(DATA FOR THIS TASK Opens)

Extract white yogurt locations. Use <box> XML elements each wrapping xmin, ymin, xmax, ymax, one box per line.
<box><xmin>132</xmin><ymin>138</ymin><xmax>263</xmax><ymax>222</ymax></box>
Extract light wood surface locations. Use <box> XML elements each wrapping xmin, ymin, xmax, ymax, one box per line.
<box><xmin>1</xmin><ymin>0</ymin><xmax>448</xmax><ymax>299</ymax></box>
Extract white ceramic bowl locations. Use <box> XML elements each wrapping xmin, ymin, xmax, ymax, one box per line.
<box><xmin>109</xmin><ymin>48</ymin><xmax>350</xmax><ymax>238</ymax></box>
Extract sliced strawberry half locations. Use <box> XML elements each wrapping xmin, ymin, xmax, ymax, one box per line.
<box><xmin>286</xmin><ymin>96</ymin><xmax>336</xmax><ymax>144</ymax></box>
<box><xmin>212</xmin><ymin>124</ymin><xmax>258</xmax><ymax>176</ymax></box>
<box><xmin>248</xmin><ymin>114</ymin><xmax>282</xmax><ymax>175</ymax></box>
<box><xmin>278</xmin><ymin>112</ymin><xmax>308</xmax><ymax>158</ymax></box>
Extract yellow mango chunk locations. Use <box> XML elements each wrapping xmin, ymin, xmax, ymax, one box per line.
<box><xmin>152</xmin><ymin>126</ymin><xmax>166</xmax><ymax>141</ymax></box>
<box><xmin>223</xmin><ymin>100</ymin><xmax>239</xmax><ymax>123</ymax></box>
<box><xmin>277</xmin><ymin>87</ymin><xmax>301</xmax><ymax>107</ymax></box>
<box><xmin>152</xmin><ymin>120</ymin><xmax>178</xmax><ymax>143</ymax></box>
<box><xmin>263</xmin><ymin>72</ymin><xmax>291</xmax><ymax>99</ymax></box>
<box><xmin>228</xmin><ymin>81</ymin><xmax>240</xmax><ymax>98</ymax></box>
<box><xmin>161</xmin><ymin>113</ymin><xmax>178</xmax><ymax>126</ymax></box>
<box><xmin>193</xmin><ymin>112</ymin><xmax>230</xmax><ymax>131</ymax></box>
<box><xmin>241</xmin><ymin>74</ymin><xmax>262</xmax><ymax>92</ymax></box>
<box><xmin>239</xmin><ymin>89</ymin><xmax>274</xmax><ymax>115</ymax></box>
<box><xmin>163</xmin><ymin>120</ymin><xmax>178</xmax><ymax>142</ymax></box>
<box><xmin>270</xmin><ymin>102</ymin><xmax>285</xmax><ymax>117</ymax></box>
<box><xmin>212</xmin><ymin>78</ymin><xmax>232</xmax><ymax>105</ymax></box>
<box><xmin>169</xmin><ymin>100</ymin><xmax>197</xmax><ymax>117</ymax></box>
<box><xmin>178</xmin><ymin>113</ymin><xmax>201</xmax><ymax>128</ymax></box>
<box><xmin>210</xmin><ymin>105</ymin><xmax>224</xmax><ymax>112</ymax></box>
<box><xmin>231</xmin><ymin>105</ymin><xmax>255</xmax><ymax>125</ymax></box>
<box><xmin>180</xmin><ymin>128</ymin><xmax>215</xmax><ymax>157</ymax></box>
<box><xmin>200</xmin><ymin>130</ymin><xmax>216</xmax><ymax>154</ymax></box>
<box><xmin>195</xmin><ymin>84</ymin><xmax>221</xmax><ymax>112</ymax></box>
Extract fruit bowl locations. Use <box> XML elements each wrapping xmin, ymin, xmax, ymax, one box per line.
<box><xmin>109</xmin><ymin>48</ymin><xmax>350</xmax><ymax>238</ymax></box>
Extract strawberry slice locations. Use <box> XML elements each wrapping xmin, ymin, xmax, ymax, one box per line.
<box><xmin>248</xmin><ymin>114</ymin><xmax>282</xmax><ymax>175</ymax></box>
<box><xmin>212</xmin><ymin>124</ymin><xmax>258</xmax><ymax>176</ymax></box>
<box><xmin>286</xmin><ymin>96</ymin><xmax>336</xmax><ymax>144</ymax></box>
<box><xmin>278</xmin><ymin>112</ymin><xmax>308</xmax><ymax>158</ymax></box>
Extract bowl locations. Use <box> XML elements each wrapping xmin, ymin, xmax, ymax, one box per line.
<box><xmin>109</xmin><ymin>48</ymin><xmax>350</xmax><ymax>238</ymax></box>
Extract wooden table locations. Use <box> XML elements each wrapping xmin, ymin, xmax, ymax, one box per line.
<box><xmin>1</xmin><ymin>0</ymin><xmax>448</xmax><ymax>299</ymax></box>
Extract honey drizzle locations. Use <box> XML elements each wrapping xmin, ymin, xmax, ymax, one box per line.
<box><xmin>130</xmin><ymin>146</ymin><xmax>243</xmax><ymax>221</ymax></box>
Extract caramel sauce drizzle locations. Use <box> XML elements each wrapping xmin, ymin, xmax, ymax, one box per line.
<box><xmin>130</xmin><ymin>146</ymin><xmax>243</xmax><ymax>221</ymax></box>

(DATA FOR THIS TASK Closes)

[ABOUT THIS TASK] Only the line containing "Extract wooden table" and the lines after it, up to and including the last line of the data, should appear in the answer, exactly as written.

[ANSWER TO THIS TASK]
Extract wooden table locations. Use <box> XML elements each wrapping xmin, ymin, xmax, ymax, one box per line.
<box><xmin>1</xmin><ymin>0</ymin><xmax>448</xmax><ymax>299</ymax></box>
Extract honey drizzle locations. Use <box> XML elements each wrapping xmin, ymin, xmax, ymax, one box per line.
<box><xmin>130</xmin><ymin>146</ymin><xmax>243</xmax><ymax>221</ymax></box>
Extract caramel sauce drizzle locations. Use <box> XML elements each wrapping xmin, ymin, xmax, ymax, one box per line.
<box><xmin>130</xmin><ymin>146</ymin><xmax>243</xmax><ymax>221</ymax></box>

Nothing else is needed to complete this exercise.